Written task
Locate each line in the records below that contains the word "stone", and copy those lines.

==== Source records

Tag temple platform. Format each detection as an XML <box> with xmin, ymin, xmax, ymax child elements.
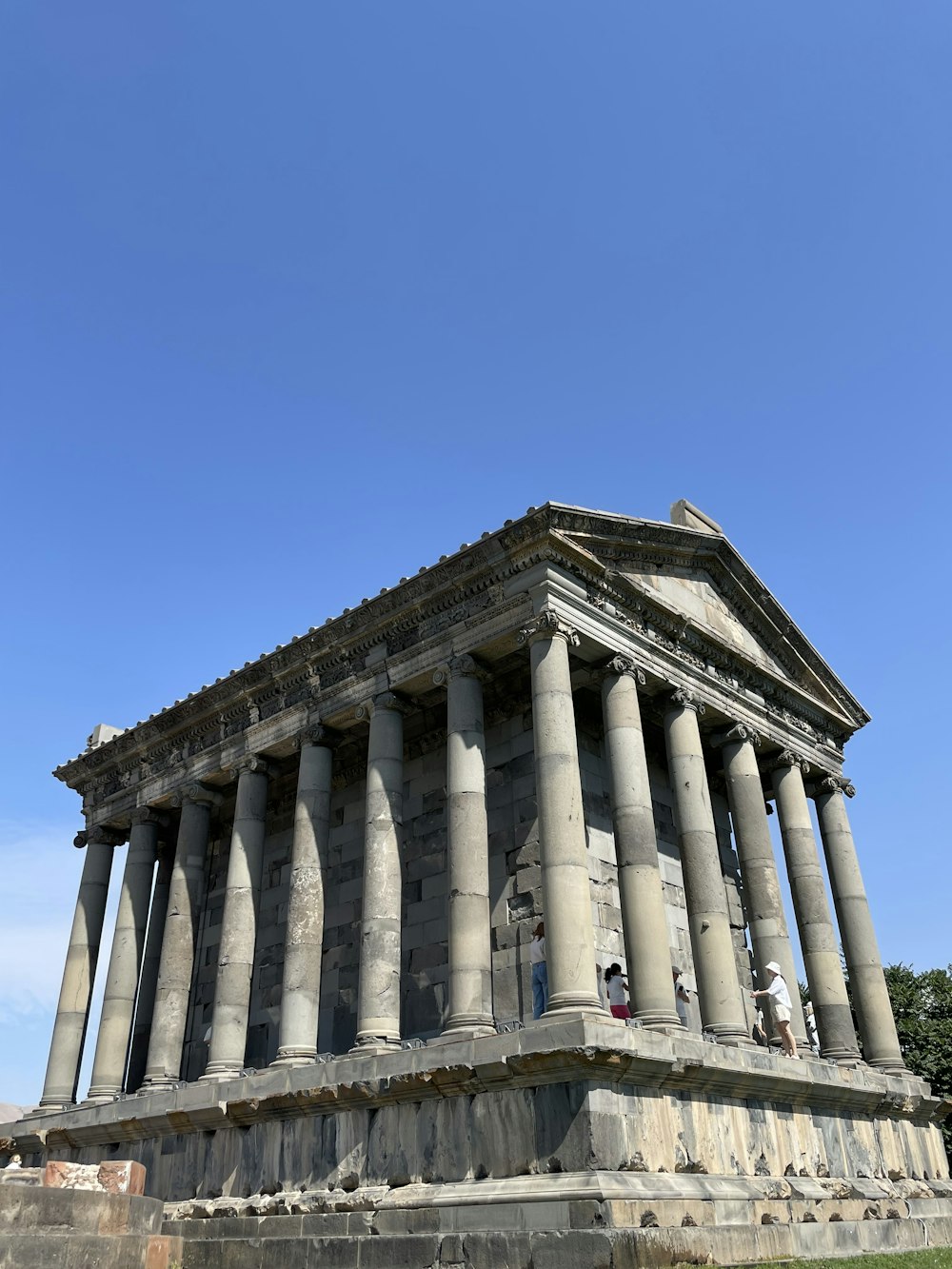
<box><xmin>0</xmin><ymin>1014</ymin><xmax>952</xmax><ymax>1269</ymax></box>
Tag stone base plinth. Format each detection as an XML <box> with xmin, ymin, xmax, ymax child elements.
<box><xmin>0</xmin><ymin>1182</ymin><xmax>183</xmax><ymax>1269</ymax></box>
<box><xmin>0</xmin><ymin>1015</ymin><xmax>952</xmax><ymax>1269</ymax></box>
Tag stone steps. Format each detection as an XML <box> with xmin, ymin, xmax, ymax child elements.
<box><xmin>164</xmin><ymin>1217</ymin><xmax>952</xmax><ymax>1269</ymax></box>
<box><xmin>0</xmin><ymin>1182</ymin><xmax>182</xmax><ymax>1269</ymax></box>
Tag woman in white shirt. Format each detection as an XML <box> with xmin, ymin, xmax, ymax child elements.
<box><xmin>529</xmin><ymin>922</ymin><xmax>548</xmax><ymax>1018</ymax></box>
<box><xmin>750</xmin><ymin>961</ymin><xmax>800</xmax><ymax>1057</ymax></box>
<box><xmin>605</xmin><ymin>961</ymin><xmax>631</xmax><ymax>1018</ymax></box>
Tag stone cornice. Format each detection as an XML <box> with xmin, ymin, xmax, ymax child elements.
<box><xmin>54</xmin><ymin>504</ymin><xmax>865</xmax><ymax>801</ymax></box>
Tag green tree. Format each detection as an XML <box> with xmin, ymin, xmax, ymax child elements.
<box><xmin>884</xmin><ymin>964</ymin><xmax>952</xmax><ymax>1158</ymax></box>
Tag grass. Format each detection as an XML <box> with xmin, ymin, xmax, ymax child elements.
<box><xmin>766</xmin><ymin>1247</ymin><xmax>952</xmax><ymax>1269</ymax></box>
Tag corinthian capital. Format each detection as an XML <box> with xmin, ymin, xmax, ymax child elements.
<box><xmin>231</xmin><ymin>754</ymin><xmax>274</xmax><ymax>779</ymax></box>
<box><xmin>515</xmin><ymin>608</ymin><xmax>579</xmax><ymax>647</ymax></box>
<box><xmin>433</xmin><ymin>652</ymin><xmax>490</xmax><ymax>687</ymax></box>
<box><xmin>130</xmin><ymin>805</ymin><xmax>169</xmax><ymax>828</ymax></box>
<box><xmin>293</xmin><ymin>722</ymin><xmax>344</xmax><ymax>748</ymax></box>
<box><xmin>811</xmin><ymin>775</ymin><xmax>856</xmax><ymax>797</ymax></box>
<box><xmin>711</xmin><ymin>722</ymin><xmax>761</xmax><ymax>748</ymax></box>
<box><xmin>354</xmin><ymin>691</ymin><xmax>411</xmax><ymax>720</ymax></box>
<box><xmin>667</xmin><ymin>687</ymin><xmax>707</xmax><ymax>714</ymax></box>
<box><xmin>87</xmin><ymin>823</ymin><xmax>129</xmax><ymax>846</ymax></box>
<box><xmin>602</xmin><ymin>652</ymin><xmax>647</xmax><ymax>687</ymax></box>
<box><xmin>171</xmin><ymin>781</ymin><xmax>225</xmax><ymax>807</ymax></box>
<box><xmin>769</xmin><ymin>748</ymin><xmax>810</xmax><ymax>775</ymax></box>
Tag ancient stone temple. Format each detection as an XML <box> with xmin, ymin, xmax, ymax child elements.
<box><xmin>0</xmin><ymin>503</ymin><xmax>952</xmax><ymax>1269</ymax></box>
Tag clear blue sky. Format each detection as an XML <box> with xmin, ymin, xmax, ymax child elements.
<box><xmin>0</xmin><ymin>0</ymin><xmax>952</xmax><ymax>1101</ymax></box>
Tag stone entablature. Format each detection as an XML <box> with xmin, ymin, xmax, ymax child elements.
<box><xmin>56</xmin><ymin>504</ymin><xmax>867</xmax><ymax>819</ymax></box>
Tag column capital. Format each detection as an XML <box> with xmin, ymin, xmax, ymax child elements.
<box><xmin>85</xmin><ymin>823</ymin><xmax>129</xmax><ymax>846</ymax></box>
<box><xmin>298</xmin><ymin>722</ymin><xmax>344</xmax><ymax>748</ymax></box>
<box><xmin>595</xmin><ymin>652</ymin><xmax>647</xmax><ymax>687</ymax></box>
<box><xmin>708</xmin><ymin>722</ymin><xmax>763</xmax><ymax>748</ymax></box>
<box><xmin>130</xmin><ymin>805</ymin><xmax>169</xmax><ymax>828</ymax></box>
<box><xmin>354</xmin><ymin>691</ymin><xmax>411</xmax><ymax>720</ymax></box>
<box><xmin>807</xmin><ymin>774</ymin><xmax>856</xmax><ymax>797</ymax></box>
<box><xmin>171</xmin><ymin>781</ymin><xmax>225</xmax><ymax>807</ymax></box>
<box><xmin>667</xmin><ymin>687</ymin><xmax>707</xmax><ymax>717</ymax></box>
<box><xmin>766</xmin><ymin>748</ymin><xmax>810</xmax><ymax>775</ymax></box>
<box><xmin>228</xmin><ymin>754</ymin><xmax>274</xmax><ymax>779</ymax></box>
<box><xmin>515</xmin><ymin>608</ymin><xmax>579</xmax><ymax>647</ymax></box>
<box><xmin>433</xmin><ymin>652</ymin><xmax>491</xmax><ymax>687</ymax></box>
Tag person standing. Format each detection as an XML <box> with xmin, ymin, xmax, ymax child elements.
<box><xmin>529</xmin><ymin>922</ymin><xmax>548</xmax><ymax>1018</ymax></box>
<box><xmin>671</xmin><ymin>964</ymin><xmax>690</xmax><ymax>1029</ymax></box>
<box><xmin>605</xmin><ymin>961</ymin><xmax>631</xmax><ymax>1019</ymax></box>
<box><xmin>750</xmin><ymin>961</ymin><xmax>800</xmax><ymax>1057</ymax></box>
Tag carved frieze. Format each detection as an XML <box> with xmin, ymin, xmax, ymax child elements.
<box><xmin>515</xmin><ymin>608</ymin><xmax>580</xmax><ymax>647</ymax></box>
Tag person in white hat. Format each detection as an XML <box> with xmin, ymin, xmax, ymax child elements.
<box><xmin>750</xmin><ymin>961</ymin><xmax>800</xmax><ymax>1057</ymax></box>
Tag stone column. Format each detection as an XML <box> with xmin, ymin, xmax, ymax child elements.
<box><xmin>355</xmin><ymin>691</ymin><xmax>407</xmax><ymax>1051</ymax></box>
<box><xmin>664</xmin><ymin>689</ymin><xmax>753</xmax><ymax>1045</ymax></box>
<box><xmin>126</xmin><ymin>845</ymin><xmax>172</xmax><ymax>1093</ymax></box>
<box><xmin>145</xmin><ymin>784</ymin><xmax>222</xmax><ymax>1087</ymax></box>
<box><xmin>772</xmin><ymin>748</ymin><xmax>860</xmax><ymax>1064</ymax></box>
<box><xmin>602</xmin><ymin>656</ymin><xmax>681</xmax><ymax>1029</ymax></box>
<box><xmin>519</xmin><ymin>609</ymin><xmax>605</xmax><ymax>1017</ymax></box>
<box><xmin>811</xmin><ymin>775</ymin><xmax>906</xmax><ymax>1075</ymax></box>
<box><xmin>712</xmin><ymin>724</ymin><xmax>810</xmax><ymax>1049</ymax></box>
<box><xmin>89</xmin><ymin>807</ymin><xmax>167</xmax><ymax>1101</ymax></box>
<box><xmin>271</xmin><ymin>725</ymin><xmax>338</xmax><ymax>1066</ymax></box>
<box><xmin>202</xmin><ymin>754</ymin><xmax>271</xmax><ymax>1080</ymax></box>
<box><xmin>39</xmin><ymin>827</ymin><xmax>123</xmax><ymax>1106</ymax></box>
<box><xmin>433</xmin><ymin>656</ymin><xmax>494</xmax><ymax>1036</ymax></box>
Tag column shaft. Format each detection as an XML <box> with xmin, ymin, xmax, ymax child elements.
<box><xmin>357</xmin><ymin>693</ymin><xmax>404</xmax><ymax>1048</ymax></box>
<box><xmin>202</xmin><ymin>758</ymin><xmax>268</xmax><ymax>1080</ymax></box>
<box><xmin>521</xmin><ymin>609</ymin><xmax>602</xmax><ymax>1014</ymax></box>
<box><xmin>773</xmin><ymin>754</ymin><xmax>860</xmax><ymax>1063</ymax></box>
<box><xmin>815</xmin><ymin>778</ymin><xmax>905</xmax><ymax>1074</ymax></box>
<box><xmin>145</xmin><ymin>785</ymin><xmax>220</xmax><ymax>1087</ymax></box>
<box><xmin>39</xmin><ymin>830</ymin><xmax>113</xmax><ymax>1106</ymax></box>
<box><xmin>275</xmin><ymin>727</ymin><xmax>334</xmax><ymax>1066</ymax></box>
<box><xmin>89</xmin><ymin>811</ymin><xmax>159</xmax><ymax>1101</ymax></box>
<box><xmin>602</xmin><ymin>656</ymin><xmax>681</xmax><ymax>1028</ymax></box>
<box><xmin>723</xmin><ymin>727</ymin><xmax>810</xmax><ymax>1049</ymax></box>
<box><xmin>664</xmin><ymin>691</ymin><xmax>751</xmax><ymax>1044</ymax></box>
<box><xmin>126</xmin><ymin>847</ymin><xmax>172</xmax><ymax>1093</ymax></box>
<box><xmin>445</xmin><ymin>656</ymin><xmax>492</xmax><ymax>1030</ymax></box>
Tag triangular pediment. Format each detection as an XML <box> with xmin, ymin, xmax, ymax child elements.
<box><xmin>618</xmin><ymin>564</ymin><xmax>789</xmax><ymax>679</ymax></box>
<box><xmin>549</xmin><ymin>504</ymin><xmax>868</xmax><ymax>729</ymax></box>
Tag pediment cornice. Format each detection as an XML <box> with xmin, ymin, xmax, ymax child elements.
<box><xmin>54</xmin><ymin>504</ymin><xmax>867</xmax><ymax>792</ymax></box>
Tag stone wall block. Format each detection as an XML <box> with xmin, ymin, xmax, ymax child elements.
<box><xmin>533</xmin><ymin>1083</ymin><xmax>591</xmax><ymax>1173</ymax></box>
<box><xmin>472</xmin><ymin>1089</ymin><xmax>538</xmax><ymax>1180</ymax></box>
<box><xmin>367</xmin><ymin>1102</ymin><xmax>420</xmax><ymax>1188</ymax></box>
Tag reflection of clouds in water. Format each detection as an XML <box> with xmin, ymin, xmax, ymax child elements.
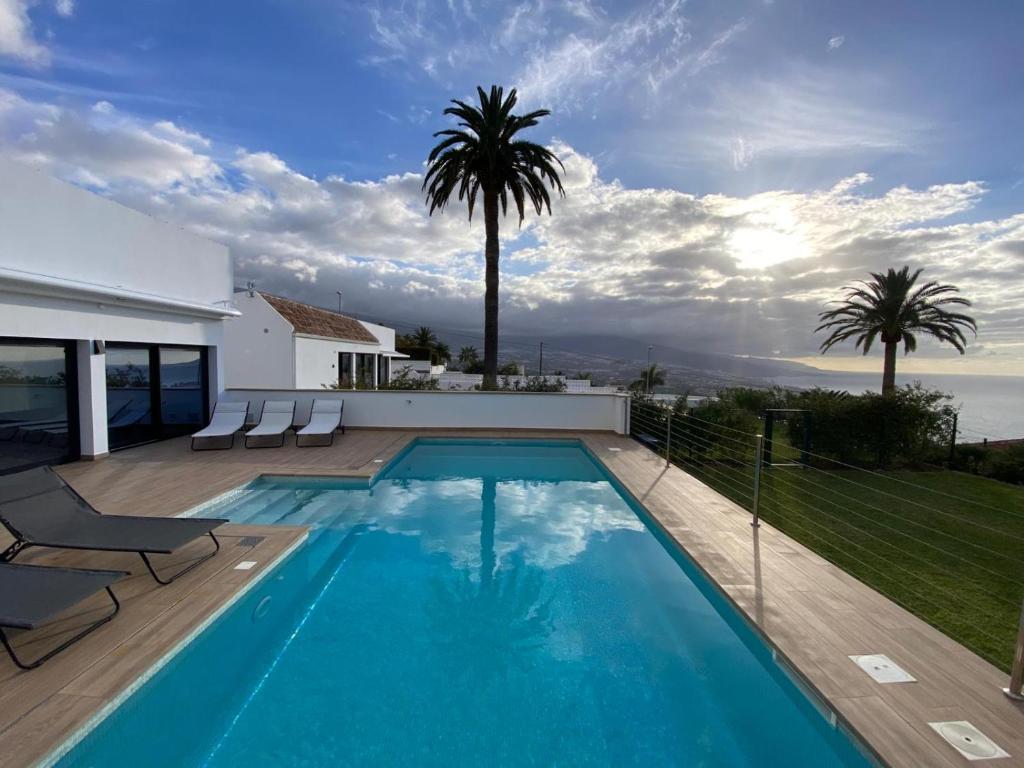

========

Expected answer
Tag stone base plinth. Format each detection as an XML <box> with xmin, ymin, xmax, ymax child elements.
Tag stone steps. Format each detection as an XML <box> with xmin, ymin, xmax, ymax child elements.
Tag stone cornice. Format each detection as an XML <box> with xmin, ymin, xmax, ymax child elements.
Tag ancient stone temple. Format each detection as an XML <box> with xmin, ymin, xmax, ymax child elements.
Tag stone entablature. Format each detection as an XML <box> with xmin, ymin, xmax, ymax child elements.
Tag stone column. Format each detection as an XML <box> with xmin, ymin, xmax, ymax child elements.
Tag stone wall block. Format each detection as an XML <box> with xmin, ymin, xmax, ymax child elements.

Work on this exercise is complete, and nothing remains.